* [EXERCISE INSTRUCTIONS]
A - In the blog post on railroading at the gaming table, what is the one difference between illusionism and railroading?
B - Carry on the blog post about railroading in role-playing games, picking up right after its last sentence.

*** PASSAGE TO READ

Thursday, February 6, 2014

But Sadly, Can't Be Fixed

Zooggy and I are chattering back and forth on this post about internal party railroading - which I continue to contend needs another name, but I'll let Zooggy define it in part:

"... When I talk about railroading, I'm talking about forced decision making, not necessarily specifying the subsequent events. From that, it should be easy to conceive of a party railroading a player. (As an example, another highly touted DM technique, illusionism, i.e. the art of putting the prepped encounter under the party's feet, regardless of what they decide to do, as if it had always been there, is also a form of forced decision making. The only difference is that illusionism is covert, whereas railroading is overt)"

There is more comment, and more writing in general on the subject, so I recommend reading all that Zooggy has to write on the subject.

One thing about situations like the above, and the whole range of what Zooggy calls railroading, "illusionism" and "Nurembergism," is that while we like to talk about these things, and refer to bad examples we've encountered, at some point the conversation begins to boil down to something like, "Hey, did you know there are bad people in the world?"

Just now I'm writing a section of my advanced role-play book about the importance of having authority at the table in order to properly run a game in which setting limits on the players will often make players unhappy. And the temptation is to put down a whole section which would amount to nothing more than, "Hey, stop being a dick."

The problem is, people are. And they're not likely to stop when asked. The case above, of the one fellow at the table who is everyone's bitch boy, including the DM's I presume, is a case in point. Here we clearly have a situation where one individual is lacking in self-respect, and a host of other individuals are lacking in personal responsibility. No matter what the game is, the only resolution is going to be the one individual taking steps to stop being exploited, and a series of bad events happening to the others that cause them to re-evaluate their moral compass.

The only question I feel needs to be answered here is this - is such behavior individualistic, or is it systemic? Is there something inherent about roleplaying games that offers entitlement to people who just want to be dicks?

******
*** SUPPLIED ENTRIES

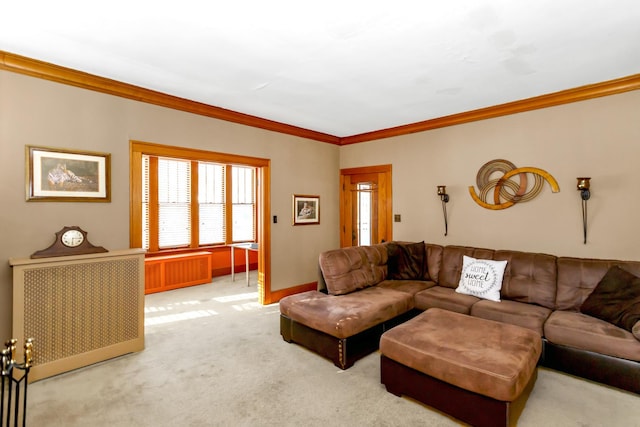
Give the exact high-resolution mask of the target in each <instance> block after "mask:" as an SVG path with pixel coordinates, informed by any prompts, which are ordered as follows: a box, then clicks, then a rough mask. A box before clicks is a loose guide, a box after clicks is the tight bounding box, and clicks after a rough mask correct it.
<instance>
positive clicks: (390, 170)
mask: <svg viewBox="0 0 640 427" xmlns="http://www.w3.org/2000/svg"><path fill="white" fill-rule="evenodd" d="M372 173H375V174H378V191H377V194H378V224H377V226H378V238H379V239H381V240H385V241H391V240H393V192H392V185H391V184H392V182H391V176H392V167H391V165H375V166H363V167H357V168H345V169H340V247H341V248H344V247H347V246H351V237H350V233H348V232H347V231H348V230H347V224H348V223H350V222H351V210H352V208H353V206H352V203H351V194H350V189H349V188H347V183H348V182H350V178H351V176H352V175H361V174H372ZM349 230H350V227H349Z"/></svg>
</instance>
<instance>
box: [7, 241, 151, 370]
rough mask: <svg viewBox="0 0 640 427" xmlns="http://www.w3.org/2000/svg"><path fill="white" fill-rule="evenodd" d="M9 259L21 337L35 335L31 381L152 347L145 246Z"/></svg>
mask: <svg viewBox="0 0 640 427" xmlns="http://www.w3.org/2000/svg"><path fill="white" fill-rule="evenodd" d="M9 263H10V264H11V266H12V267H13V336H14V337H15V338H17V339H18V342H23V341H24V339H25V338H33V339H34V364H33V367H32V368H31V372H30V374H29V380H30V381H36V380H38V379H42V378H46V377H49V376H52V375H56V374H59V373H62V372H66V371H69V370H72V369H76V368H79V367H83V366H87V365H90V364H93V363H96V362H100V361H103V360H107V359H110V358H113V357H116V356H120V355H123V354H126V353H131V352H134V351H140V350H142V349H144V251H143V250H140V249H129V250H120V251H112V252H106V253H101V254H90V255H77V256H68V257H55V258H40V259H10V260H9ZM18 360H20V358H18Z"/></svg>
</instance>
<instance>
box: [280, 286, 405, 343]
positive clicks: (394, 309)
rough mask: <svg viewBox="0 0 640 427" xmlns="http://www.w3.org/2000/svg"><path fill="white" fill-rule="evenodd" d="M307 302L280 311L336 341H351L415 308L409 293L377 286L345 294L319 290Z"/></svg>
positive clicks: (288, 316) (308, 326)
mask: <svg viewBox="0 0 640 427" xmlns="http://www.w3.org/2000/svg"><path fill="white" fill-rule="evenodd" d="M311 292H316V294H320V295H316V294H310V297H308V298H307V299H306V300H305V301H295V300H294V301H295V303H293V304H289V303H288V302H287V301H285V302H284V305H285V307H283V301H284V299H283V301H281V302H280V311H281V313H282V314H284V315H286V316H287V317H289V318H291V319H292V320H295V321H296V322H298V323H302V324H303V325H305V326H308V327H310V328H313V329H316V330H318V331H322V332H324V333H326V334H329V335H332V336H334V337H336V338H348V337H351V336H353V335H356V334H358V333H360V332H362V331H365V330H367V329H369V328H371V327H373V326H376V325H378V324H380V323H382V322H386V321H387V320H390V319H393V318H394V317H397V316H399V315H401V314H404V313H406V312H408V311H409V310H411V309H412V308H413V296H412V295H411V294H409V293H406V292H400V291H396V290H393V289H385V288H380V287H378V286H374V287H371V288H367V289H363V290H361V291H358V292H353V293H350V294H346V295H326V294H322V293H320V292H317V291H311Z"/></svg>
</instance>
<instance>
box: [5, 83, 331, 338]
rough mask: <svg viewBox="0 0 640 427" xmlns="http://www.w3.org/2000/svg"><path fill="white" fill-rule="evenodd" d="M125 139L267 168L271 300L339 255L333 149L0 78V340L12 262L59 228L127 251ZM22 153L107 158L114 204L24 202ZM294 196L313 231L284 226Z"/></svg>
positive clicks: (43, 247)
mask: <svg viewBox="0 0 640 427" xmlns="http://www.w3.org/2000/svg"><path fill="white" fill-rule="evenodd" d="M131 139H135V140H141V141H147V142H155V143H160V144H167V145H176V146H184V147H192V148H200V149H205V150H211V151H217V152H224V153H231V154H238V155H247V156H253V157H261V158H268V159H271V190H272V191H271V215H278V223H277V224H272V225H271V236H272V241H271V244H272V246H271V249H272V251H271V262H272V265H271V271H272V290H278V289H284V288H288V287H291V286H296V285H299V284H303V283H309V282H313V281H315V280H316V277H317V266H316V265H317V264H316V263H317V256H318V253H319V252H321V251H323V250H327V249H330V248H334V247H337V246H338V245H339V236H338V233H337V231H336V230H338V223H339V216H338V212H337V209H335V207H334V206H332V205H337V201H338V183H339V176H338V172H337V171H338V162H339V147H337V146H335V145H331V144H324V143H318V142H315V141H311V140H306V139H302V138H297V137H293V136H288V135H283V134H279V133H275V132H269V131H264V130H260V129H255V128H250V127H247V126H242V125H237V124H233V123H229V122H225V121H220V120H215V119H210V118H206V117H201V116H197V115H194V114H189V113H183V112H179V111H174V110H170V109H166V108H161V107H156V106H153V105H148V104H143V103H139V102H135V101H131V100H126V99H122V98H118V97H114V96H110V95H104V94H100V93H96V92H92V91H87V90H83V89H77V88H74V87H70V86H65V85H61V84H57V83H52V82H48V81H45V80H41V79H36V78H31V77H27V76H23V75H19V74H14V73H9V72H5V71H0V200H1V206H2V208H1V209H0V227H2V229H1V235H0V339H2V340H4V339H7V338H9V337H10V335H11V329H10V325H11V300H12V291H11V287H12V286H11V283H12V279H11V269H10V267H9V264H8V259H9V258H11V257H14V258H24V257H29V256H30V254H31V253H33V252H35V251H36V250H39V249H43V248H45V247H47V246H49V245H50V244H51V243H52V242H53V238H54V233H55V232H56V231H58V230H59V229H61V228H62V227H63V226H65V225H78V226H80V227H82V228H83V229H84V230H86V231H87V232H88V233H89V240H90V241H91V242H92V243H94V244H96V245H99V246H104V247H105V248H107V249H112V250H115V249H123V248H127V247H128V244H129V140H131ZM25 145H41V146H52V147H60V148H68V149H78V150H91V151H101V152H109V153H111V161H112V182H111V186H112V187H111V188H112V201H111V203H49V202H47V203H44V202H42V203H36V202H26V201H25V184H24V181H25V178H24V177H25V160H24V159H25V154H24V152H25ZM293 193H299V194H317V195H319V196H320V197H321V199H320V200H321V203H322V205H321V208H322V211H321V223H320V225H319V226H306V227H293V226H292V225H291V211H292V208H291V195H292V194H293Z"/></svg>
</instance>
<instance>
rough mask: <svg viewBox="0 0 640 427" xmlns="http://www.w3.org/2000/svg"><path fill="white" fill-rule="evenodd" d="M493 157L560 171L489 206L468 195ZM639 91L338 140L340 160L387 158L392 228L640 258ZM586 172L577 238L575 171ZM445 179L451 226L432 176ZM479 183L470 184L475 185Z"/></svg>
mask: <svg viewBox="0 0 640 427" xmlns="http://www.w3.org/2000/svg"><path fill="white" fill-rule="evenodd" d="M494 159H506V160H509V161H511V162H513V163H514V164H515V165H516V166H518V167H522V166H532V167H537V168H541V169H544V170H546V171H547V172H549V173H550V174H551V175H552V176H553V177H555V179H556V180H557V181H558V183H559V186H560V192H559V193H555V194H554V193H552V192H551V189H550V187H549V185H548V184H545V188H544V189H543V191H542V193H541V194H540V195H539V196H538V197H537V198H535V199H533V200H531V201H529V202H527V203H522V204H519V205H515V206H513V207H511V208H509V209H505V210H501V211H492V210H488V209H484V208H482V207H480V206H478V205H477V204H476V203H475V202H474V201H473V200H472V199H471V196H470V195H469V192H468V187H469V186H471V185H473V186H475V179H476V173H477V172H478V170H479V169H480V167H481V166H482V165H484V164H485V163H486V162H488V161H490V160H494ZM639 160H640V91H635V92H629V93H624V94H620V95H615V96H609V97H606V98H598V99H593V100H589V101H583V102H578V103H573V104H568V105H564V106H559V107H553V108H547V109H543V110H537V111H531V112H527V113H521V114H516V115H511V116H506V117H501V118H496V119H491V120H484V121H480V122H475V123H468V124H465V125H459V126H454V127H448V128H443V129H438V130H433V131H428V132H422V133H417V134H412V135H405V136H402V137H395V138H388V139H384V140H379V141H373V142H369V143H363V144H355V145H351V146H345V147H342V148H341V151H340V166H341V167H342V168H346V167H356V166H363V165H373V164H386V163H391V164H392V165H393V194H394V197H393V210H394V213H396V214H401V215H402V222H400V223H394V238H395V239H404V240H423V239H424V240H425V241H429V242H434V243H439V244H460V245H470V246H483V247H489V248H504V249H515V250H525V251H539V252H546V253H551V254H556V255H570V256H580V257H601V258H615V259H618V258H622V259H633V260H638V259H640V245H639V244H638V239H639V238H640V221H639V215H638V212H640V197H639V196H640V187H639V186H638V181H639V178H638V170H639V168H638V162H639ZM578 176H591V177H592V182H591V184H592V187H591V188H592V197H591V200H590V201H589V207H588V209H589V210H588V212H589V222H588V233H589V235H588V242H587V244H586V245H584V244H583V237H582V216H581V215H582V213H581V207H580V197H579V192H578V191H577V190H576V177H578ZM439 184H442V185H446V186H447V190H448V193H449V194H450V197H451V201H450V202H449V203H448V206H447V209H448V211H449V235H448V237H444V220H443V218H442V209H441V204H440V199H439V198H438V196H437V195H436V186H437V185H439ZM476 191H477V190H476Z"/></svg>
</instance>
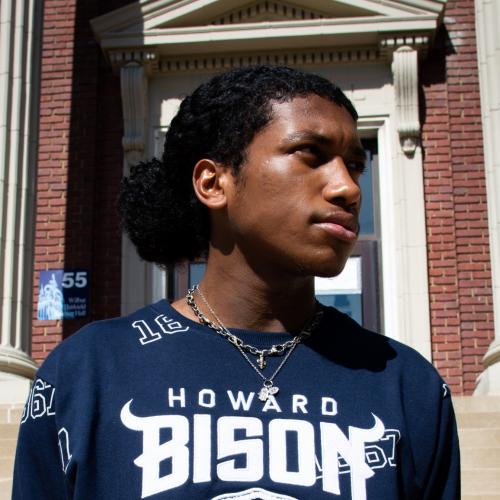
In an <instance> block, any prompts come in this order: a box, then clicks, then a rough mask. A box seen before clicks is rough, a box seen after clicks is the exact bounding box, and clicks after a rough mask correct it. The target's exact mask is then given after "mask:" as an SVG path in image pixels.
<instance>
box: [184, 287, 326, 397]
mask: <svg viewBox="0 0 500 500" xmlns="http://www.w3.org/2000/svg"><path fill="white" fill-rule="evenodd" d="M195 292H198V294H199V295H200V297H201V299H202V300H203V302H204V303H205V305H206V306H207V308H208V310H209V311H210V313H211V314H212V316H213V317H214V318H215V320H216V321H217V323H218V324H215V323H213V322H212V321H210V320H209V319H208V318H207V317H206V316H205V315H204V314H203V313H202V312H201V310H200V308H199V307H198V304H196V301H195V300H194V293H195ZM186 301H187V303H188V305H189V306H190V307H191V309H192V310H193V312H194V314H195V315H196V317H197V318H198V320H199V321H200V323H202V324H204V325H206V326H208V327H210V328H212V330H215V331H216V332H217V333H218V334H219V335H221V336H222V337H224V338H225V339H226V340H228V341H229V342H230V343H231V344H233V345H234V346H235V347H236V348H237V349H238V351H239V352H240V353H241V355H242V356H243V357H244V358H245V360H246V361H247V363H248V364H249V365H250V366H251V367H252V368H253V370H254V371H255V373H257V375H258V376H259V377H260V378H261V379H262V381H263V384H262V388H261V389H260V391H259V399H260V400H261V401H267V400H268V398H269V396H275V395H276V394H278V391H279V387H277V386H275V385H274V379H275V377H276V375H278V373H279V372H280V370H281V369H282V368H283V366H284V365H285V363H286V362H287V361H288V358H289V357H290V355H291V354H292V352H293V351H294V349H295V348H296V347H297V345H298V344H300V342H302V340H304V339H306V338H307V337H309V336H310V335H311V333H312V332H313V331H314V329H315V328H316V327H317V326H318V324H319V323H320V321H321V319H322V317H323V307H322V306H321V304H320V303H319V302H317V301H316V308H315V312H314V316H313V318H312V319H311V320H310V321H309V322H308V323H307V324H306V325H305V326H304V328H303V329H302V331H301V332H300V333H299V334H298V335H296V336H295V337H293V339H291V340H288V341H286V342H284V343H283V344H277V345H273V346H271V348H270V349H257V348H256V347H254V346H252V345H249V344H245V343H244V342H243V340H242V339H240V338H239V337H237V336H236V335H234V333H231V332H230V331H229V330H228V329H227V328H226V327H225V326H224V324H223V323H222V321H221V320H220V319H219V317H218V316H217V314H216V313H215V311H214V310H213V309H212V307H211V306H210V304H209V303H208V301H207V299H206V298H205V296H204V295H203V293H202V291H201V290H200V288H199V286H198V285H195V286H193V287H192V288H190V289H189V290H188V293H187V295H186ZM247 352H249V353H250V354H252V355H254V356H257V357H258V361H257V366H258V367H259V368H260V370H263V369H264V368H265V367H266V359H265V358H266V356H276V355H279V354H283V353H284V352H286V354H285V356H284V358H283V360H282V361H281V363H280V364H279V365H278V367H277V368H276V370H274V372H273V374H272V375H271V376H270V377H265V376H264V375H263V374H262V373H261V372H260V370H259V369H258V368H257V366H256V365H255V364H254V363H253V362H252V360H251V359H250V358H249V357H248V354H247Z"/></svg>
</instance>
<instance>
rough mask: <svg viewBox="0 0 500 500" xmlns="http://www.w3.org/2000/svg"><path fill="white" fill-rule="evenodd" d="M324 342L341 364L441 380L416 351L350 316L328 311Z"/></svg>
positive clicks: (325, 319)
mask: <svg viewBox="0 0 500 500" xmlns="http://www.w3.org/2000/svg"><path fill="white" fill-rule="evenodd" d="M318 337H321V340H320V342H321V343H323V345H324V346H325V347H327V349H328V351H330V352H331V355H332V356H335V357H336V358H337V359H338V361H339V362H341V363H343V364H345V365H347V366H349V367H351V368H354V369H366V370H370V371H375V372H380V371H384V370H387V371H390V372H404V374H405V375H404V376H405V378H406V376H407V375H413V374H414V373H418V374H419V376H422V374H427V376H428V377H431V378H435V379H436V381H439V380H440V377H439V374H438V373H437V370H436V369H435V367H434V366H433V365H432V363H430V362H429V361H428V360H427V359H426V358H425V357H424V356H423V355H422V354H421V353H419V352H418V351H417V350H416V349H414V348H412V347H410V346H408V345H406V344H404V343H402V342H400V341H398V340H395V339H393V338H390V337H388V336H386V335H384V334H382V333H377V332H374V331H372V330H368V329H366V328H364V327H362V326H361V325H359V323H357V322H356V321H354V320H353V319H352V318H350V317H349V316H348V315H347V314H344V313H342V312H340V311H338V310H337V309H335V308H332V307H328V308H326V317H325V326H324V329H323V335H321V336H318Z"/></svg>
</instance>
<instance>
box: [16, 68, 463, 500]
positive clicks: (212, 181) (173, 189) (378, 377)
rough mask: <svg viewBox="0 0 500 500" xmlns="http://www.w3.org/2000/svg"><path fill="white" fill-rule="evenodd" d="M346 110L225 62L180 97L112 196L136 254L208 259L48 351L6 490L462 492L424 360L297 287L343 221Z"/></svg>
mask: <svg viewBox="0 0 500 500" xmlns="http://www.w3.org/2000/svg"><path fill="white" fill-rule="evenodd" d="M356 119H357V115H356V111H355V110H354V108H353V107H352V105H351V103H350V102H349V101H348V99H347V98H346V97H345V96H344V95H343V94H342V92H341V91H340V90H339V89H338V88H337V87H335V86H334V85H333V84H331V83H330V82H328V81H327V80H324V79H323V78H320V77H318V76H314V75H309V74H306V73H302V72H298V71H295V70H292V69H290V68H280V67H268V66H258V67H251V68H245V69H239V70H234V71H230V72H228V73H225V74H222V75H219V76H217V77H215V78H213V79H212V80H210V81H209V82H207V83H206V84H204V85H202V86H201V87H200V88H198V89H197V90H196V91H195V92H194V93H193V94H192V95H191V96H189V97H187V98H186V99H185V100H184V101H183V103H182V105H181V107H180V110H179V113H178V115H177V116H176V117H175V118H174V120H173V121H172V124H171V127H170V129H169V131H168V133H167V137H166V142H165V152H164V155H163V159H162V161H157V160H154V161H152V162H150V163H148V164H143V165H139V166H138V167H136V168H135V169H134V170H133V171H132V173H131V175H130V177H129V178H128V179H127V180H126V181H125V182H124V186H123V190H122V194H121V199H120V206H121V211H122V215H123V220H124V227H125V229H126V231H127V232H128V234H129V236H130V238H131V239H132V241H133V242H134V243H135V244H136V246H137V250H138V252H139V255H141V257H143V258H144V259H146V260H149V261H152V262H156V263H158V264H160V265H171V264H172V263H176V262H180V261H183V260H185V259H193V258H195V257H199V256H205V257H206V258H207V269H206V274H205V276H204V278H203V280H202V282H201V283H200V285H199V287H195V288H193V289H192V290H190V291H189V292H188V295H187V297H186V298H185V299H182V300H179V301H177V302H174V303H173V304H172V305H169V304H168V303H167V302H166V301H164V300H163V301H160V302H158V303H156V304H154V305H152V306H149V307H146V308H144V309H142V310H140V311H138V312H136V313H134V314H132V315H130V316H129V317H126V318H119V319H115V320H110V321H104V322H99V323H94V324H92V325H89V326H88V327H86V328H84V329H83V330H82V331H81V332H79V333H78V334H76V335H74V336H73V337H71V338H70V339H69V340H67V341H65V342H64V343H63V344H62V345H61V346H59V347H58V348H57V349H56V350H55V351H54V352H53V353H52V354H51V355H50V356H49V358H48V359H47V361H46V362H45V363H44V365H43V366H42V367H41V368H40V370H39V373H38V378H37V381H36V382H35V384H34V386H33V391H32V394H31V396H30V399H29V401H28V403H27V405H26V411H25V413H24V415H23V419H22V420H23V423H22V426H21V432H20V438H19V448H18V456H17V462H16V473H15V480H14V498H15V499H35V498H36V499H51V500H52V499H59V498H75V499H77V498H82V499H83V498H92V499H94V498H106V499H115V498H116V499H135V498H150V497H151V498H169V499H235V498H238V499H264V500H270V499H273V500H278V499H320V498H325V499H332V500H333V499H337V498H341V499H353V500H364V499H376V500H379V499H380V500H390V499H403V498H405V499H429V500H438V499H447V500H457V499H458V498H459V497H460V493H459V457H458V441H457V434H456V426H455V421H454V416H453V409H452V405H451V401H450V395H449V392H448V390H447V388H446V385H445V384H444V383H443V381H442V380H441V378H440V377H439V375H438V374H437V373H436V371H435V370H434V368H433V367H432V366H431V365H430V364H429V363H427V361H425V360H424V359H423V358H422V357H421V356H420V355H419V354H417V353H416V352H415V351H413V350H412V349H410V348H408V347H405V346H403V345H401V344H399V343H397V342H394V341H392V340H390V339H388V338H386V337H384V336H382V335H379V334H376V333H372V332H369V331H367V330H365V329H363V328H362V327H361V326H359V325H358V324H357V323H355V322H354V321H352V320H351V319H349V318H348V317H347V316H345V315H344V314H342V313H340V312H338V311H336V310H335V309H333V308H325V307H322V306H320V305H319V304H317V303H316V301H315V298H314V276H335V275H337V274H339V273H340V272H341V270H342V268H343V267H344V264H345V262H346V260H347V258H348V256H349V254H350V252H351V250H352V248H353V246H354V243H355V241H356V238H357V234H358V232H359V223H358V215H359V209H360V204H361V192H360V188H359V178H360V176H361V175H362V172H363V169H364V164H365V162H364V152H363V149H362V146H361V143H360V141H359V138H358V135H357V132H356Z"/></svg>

******

* [ANSWER SET]
A - Illusionism is covert, whereas railroading is overt.

B -
Allow me an example. Not all that long ago, I was playing a regular game of ball hockey in a local gymnasium with about a dozen friends (plus a few joiners who would show up inconsistently). These were friendly games, with no fixed teams, with talented girls and untalented guys that played along together with the reverse. There was no strong sense of competition or counting of points (which would have run something like 45 to 40 for most of the games we played. There were some incidents, including some involving me, as I tend to get too aggressive when my blood is up, but apologies were made and on the whole, these were good games.

One fellow was clearly a far better player that the rest of us. He was in his late twenties, had played in some decent amateur leagues at the peak of his youth and had spectacular puck/ball handling skills. He was the sort of fellow who, when I used to play defense in hockey, I would have knocked off his ass because there was little chance of taking the puck from him. But we were meaning to play with light contact, so his play was undeniably devastating - coupled with deadly aim when firing at the net. It wasn't until my son-in-law began playing (he plays competitive hockey too) that a balance was established; my son-in-law is a goalie.

Now this fellow - we'll call him Dave - could play in a friendly, easy going manner, or he could be a dick, depending on the night. When he was a dick, he would deliberately 'play' with others, handling the ball and doing nothing with it except to show off, until it took three or four people to take it away from him nicely. (Like I say, there's a way to deal with that sort of shit unnicely). It was an unfortunate thing, particularly as Dave liked to be smug about it, and slip into that old jock patter like, "Oh, you want this? Come and get it then. Whoops! Wow, you don't want this very much, do you?" And so on.

In sports, there are children who quickly recognize they're better at the game than others, and who use that to press their 'superiority.' It's only natural, and within reason it's not that hard to overlook. And Dave was a decent fellow most of the time, so we took it goodnaturedly.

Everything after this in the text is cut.